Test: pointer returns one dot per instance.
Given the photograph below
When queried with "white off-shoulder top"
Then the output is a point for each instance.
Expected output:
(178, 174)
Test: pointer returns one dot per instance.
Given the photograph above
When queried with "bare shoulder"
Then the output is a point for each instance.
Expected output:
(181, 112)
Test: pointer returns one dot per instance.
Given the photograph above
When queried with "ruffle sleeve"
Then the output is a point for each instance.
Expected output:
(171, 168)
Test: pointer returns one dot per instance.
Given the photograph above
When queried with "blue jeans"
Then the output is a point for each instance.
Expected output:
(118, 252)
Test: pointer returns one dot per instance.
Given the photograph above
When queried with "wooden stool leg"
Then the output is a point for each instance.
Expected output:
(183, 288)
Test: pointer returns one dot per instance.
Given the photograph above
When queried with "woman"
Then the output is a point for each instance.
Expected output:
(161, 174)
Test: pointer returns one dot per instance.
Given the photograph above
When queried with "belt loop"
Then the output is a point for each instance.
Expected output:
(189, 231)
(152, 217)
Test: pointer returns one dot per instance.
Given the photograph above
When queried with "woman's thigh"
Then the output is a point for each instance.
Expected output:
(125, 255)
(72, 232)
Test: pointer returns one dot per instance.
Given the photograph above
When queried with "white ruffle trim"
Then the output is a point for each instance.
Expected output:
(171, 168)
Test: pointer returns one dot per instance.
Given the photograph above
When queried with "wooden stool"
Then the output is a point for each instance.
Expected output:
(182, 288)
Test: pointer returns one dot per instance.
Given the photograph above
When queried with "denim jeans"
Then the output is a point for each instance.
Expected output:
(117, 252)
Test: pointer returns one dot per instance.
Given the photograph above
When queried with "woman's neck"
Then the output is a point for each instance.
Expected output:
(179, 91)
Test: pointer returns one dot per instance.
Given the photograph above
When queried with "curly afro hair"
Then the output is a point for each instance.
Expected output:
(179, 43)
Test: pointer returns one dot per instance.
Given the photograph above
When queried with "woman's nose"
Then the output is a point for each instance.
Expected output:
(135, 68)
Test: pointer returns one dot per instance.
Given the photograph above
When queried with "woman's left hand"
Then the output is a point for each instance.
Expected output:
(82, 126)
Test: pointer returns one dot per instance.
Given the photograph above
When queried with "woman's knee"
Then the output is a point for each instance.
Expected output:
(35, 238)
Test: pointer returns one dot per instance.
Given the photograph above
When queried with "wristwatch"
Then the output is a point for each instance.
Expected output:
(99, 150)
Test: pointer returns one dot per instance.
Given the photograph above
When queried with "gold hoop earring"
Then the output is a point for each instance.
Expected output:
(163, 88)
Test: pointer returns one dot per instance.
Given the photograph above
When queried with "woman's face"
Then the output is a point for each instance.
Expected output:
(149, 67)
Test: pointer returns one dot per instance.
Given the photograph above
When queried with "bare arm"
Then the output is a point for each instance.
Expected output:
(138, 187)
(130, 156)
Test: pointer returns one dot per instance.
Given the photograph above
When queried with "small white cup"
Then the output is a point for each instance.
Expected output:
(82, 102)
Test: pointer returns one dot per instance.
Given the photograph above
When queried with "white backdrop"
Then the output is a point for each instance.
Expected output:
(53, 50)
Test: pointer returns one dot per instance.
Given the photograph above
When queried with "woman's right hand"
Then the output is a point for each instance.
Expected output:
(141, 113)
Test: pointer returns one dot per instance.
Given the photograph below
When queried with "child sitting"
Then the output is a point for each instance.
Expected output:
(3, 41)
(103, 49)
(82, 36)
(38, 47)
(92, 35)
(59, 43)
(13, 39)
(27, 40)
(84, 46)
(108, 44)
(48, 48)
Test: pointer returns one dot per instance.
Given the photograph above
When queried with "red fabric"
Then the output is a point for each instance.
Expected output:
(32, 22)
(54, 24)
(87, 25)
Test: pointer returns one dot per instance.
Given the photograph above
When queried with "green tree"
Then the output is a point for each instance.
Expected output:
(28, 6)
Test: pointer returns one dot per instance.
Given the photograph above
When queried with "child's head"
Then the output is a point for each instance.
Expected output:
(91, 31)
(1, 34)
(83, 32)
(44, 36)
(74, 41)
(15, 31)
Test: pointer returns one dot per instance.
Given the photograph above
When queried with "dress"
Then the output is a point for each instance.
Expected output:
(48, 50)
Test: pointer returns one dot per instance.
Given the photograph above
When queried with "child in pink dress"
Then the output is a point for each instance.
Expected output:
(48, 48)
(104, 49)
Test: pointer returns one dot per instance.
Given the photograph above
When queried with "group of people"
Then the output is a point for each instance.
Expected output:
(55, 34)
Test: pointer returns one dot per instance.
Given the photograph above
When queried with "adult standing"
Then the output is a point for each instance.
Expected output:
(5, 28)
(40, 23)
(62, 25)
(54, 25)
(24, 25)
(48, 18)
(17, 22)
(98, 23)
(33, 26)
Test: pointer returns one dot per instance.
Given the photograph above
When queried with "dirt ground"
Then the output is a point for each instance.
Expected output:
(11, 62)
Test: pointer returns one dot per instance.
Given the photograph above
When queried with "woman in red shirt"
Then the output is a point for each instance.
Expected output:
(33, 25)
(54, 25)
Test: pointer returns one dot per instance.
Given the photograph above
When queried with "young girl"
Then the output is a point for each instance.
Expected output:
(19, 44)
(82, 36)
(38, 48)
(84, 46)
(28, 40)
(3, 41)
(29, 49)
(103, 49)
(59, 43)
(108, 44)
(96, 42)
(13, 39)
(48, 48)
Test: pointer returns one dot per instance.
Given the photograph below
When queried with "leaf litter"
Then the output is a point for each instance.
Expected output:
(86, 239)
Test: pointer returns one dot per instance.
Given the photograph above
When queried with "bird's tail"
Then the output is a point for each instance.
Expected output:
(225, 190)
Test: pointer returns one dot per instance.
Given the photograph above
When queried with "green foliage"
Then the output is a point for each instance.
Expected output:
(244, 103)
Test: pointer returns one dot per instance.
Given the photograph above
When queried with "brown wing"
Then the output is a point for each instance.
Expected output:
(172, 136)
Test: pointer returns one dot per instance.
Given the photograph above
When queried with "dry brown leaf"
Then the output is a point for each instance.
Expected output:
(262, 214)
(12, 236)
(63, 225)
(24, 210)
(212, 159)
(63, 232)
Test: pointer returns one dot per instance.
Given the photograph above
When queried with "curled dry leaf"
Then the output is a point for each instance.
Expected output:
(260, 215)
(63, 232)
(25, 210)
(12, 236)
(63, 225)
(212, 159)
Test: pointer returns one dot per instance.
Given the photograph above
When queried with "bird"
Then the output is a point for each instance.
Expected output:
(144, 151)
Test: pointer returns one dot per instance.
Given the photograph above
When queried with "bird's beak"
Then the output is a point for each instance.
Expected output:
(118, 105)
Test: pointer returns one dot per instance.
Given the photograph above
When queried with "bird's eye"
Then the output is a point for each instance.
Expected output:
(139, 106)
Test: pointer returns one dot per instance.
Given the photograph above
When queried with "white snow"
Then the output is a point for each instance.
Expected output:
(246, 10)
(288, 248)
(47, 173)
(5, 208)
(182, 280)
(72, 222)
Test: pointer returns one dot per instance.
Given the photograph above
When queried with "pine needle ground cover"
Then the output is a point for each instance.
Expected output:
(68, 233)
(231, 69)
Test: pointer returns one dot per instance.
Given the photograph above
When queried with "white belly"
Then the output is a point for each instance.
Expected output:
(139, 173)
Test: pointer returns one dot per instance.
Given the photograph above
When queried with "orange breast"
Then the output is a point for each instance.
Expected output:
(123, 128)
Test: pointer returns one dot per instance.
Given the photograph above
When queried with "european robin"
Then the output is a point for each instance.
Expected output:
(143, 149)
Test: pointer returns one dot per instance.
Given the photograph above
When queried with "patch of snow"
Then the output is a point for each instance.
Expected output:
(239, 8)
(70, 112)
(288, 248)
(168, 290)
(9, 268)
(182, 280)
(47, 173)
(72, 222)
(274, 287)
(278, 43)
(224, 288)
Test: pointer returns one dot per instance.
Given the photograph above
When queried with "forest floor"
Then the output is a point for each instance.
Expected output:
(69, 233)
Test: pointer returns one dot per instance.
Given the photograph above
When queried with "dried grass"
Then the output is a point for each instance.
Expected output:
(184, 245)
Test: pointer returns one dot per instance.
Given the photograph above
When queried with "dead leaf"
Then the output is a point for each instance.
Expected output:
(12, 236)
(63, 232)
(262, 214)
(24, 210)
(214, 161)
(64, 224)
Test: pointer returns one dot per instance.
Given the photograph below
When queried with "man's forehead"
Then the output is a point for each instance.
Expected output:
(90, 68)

-*-*-

• TASK TO COMPLETE: Please find every line in the records that contains the word "jeans", and copy it out.

• TASK RESPONSE:
When queried with "blue jeans"
When queried with "denim jeans"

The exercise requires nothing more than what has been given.